--- EXTRACT Enclosed Below ---

Research

Assassyn: An Event-Driven Hardware Design Framework (ISCA 2025)

Assassyn is an event-driven hardware design framework published at ISCA 2025. The project addresses a fundamental challenge in hardware development: RTL forces designers to manually manage low-level timing and parallelism, which often leads to errors and slows down the design process. Assassyn introduces a unified event-driven abstraction that simplifies hardware construction while maintaining performance.

Although the paper had already been accepted when I joined, the project still faced an important limitation—its memory subsystem only supported a trivial always-hit cache and could not model realistic DRAM behavior. My primary responsibility was extending the memory system by integrating Ramulator 2.0 as the DRAM simulator. I linked against the Ramulator shared library, implemented a custom C++ wrapper to expose its memory operations, and incorporated it into Assassyn’s simulation pipeline. I also extended the Python frontend code generation layer so that users could write only 5 lines of Python code to automatically generate correct Rust and Verilog backends for a DRAM module. We validated the generated modules using Ramulator 2.0’s official test cases to ensure correctness.

--- End of Enclosed EXTRACT ---
--- SOURCE DATA Enclosed Below ---

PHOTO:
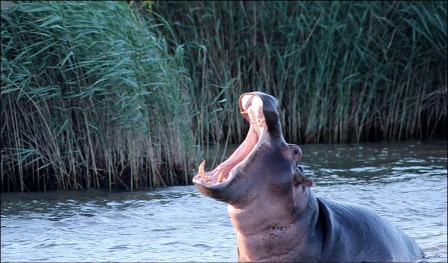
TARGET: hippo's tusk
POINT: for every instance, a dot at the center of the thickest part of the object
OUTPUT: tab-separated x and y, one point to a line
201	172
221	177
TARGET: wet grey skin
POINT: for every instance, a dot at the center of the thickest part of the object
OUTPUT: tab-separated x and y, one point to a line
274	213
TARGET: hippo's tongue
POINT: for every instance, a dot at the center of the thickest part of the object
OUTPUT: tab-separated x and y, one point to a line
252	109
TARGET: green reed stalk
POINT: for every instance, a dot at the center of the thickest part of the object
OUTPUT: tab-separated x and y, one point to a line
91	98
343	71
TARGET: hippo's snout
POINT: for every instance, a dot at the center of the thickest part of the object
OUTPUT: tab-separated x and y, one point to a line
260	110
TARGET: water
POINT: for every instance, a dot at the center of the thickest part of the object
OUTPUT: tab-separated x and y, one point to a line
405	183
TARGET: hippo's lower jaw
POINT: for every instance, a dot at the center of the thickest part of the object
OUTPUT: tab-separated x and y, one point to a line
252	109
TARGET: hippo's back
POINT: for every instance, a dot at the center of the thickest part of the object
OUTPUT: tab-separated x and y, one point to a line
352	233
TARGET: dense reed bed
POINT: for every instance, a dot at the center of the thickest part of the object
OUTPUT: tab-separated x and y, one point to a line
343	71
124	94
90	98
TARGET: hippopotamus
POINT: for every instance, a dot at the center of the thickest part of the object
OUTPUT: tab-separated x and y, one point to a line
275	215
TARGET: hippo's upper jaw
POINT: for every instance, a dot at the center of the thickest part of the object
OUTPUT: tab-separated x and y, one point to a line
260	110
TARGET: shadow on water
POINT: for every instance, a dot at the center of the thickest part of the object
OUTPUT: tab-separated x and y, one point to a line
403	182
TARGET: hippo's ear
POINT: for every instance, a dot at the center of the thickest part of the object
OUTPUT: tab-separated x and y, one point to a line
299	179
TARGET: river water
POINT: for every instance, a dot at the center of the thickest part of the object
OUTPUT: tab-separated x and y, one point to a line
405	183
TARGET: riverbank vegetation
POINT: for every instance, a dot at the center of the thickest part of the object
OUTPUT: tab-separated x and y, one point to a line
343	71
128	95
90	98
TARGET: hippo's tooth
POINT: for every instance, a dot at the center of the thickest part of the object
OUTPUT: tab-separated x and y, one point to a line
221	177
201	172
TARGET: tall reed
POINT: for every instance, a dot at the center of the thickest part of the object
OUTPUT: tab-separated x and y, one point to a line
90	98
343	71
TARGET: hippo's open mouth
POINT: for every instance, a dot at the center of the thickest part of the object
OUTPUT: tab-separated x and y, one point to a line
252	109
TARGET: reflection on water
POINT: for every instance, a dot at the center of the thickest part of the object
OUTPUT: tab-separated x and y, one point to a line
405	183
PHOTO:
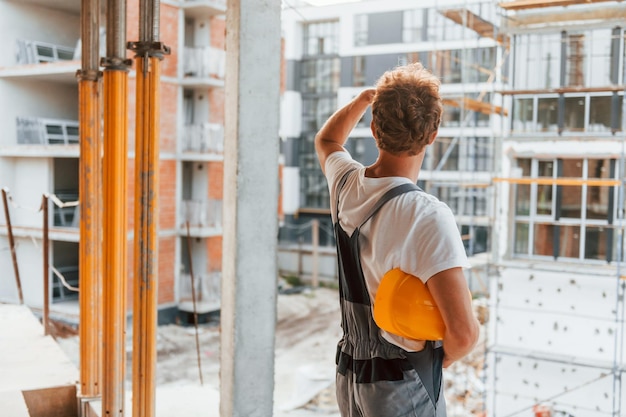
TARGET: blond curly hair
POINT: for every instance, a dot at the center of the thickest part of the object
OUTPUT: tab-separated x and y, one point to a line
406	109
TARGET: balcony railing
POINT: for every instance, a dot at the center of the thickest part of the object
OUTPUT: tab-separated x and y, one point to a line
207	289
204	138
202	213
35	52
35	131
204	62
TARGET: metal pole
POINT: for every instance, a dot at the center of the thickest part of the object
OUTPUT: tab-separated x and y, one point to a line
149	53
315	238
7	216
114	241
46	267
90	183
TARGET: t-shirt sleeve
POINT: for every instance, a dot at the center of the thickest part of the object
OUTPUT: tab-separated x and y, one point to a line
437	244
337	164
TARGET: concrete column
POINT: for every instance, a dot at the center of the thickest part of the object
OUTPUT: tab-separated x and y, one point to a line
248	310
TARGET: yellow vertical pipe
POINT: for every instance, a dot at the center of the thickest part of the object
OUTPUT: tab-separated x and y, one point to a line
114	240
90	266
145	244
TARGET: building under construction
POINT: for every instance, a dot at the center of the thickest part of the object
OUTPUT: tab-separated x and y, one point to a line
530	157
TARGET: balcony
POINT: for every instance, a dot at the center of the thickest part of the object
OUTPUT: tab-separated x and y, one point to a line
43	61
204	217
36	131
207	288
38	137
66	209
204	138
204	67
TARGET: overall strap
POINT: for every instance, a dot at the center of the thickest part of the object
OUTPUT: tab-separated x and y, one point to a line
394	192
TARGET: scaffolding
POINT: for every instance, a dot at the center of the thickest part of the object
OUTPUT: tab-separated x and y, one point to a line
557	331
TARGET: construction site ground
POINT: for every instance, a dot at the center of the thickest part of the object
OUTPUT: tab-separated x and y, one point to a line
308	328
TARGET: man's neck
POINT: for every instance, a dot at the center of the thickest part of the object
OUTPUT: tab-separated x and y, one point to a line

--- End of Enclosed SOURCE DATA ---
--- SOURCE DATA Enclosed Below ---

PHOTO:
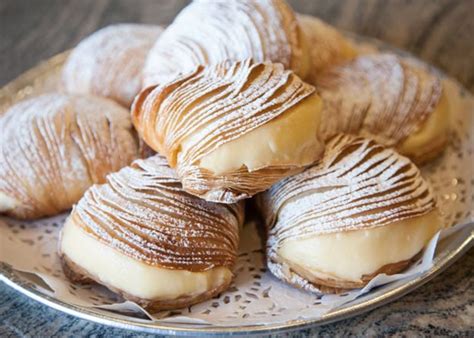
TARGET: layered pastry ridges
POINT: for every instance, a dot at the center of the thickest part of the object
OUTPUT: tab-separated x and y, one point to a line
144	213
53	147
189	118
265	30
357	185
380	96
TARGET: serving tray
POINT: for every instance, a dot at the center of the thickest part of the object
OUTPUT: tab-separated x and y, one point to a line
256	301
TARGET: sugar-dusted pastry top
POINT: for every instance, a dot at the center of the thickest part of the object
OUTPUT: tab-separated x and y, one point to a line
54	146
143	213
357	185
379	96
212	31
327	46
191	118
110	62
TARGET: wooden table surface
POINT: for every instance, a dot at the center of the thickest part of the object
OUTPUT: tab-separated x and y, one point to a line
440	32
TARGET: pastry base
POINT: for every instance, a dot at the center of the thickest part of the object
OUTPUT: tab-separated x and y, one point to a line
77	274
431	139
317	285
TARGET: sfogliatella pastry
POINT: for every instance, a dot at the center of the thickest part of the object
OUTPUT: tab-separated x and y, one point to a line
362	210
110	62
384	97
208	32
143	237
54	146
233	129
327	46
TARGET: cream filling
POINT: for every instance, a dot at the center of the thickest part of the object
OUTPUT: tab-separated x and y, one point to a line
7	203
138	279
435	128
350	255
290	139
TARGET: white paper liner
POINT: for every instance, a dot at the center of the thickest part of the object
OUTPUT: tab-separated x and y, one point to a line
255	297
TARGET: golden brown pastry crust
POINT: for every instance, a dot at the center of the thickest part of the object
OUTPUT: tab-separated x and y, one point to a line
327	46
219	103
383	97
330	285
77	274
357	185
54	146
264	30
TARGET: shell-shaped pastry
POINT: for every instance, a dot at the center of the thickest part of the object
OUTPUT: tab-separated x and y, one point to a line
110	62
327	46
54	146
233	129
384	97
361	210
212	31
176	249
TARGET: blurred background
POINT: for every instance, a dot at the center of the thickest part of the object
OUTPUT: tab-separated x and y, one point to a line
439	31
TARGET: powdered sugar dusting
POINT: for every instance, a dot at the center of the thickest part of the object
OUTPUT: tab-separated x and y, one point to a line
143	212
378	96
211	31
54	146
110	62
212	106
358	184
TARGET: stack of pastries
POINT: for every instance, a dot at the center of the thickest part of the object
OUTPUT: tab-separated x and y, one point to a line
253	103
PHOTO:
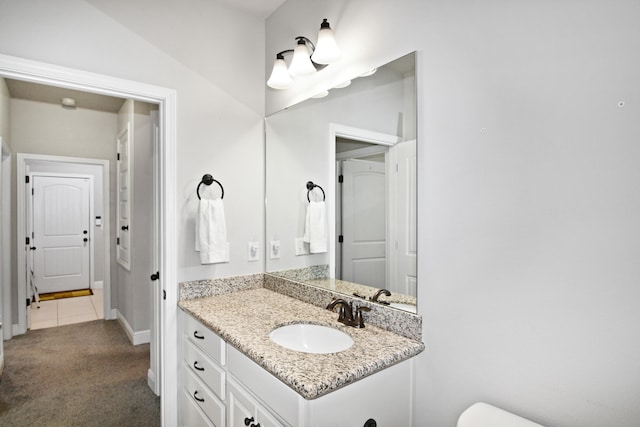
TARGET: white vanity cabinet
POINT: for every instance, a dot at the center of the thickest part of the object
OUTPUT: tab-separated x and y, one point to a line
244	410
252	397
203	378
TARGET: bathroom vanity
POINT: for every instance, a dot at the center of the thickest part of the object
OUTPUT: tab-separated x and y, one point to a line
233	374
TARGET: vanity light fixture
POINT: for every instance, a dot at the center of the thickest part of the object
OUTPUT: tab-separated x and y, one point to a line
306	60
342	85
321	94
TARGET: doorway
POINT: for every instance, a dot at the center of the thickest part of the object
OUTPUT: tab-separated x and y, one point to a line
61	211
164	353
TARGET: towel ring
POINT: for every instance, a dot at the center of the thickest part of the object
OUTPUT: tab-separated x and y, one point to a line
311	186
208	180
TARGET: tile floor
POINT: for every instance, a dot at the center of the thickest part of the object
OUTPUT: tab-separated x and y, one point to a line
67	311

--- End of Enclosed SOURCE DATA ---
--- SOURCE DATA Enclosed Below ---

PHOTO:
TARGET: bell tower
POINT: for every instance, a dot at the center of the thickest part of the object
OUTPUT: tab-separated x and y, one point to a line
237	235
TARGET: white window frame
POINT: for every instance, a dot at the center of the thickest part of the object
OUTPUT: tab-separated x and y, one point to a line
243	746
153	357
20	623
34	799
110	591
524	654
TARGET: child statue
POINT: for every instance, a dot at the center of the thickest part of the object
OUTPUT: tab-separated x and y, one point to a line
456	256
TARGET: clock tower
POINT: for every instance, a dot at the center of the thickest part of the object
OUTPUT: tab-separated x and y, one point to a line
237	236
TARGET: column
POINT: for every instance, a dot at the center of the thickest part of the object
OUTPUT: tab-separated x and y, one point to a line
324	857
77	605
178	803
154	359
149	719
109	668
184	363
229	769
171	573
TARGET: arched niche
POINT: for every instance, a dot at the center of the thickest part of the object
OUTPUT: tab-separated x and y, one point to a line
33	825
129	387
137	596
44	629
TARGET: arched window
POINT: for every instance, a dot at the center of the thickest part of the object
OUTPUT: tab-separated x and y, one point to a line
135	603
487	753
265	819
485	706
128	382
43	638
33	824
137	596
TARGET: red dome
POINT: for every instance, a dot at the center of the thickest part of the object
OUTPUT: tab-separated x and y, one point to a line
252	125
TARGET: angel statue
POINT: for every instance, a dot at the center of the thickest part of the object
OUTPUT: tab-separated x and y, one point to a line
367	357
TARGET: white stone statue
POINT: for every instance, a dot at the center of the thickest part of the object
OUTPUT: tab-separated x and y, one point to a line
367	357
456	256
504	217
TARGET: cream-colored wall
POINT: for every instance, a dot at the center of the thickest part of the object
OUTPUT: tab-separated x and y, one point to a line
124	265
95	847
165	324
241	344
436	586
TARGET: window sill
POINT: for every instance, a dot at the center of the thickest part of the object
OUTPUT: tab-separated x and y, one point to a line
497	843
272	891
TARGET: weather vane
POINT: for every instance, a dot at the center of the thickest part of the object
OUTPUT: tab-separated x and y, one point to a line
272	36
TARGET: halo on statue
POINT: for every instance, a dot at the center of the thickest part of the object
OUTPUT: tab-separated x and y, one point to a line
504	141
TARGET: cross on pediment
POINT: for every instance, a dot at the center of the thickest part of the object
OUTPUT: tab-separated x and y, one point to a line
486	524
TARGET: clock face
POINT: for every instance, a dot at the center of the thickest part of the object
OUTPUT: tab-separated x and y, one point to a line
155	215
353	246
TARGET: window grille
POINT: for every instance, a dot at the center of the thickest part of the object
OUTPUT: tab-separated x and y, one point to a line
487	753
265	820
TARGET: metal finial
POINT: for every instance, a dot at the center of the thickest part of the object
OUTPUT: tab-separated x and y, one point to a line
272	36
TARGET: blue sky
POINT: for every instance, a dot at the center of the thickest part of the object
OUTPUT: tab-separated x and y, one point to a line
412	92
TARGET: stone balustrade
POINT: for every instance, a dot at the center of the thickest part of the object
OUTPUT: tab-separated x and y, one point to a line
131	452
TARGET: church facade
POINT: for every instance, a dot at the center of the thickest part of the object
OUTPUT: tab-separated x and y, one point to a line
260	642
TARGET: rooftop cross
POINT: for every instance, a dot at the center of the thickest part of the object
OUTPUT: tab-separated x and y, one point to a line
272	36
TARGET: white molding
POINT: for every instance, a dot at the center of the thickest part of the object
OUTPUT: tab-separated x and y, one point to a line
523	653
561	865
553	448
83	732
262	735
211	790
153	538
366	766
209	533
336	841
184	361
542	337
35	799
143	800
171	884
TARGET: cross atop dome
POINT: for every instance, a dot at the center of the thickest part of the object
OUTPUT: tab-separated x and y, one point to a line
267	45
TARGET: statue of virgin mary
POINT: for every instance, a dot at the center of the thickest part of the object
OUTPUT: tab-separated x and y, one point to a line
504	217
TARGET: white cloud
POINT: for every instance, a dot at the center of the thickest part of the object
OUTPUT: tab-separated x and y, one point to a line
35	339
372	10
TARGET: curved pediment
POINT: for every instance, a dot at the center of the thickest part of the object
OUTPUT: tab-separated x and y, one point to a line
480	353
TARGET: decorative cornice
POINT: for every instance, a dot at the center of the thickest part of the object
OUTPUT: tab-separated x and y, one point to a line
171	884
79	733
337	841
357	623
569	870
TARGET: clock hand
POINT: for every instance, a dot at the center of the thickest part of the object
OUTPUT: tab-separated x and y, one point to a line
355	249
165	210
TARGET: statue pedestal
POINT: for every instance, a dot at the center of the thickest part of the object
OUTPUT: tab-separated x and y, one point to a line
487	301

--- End of Enclosed SOURCE DATA ---

STUDY QUESTIONS:
(a) From the Assassyn write-up, extract the passage from "Although the paper" up to and including "to ensure correctness.".
(b) According to the Assassyn write-up, why did the memory system need to be extended with Ramulator 2.0? Answer in one to three sentences.
(c) List the three steps the Assassyn write-up gives for bringing Ramulator 2.0 into the framework.

ANSWERS PROVIDED:
(a)
Although the paper had already been accepted when I joined, the project still faced an important limitation—its memory subsystem only supported a trivial always-hit cache and could not model realistic DRAM behavior. My primary responsibility was extending the memory system by integrating Ramulator 2.0 as the DRAM simulator. I linked against the Ramulator shared library, implemented a custom C++ wrapper to expose its memory operations, and incorporated it into Assassyn’s simulation pipeline. I also extended the Python frontend code generation layer so that users could write only 5 lines of Python code to automatically generate correct Rust and Verilog backends for a DRAM module. We validated the generated modules using Ramulator 2.0’s official test cases to ensure correctness.

(b) The memory subsystem only supported a trivial always-hit cache. It could not model realistic DRAM behavior, so Ramulator 2.0 was brought in as the DRAM simulator.

(c)
- Linked against the Ramulator shared library
- Implemented a custom C++ wrapper to expose its memory operations
- Incorporated it into Assassyn's simulation pipeline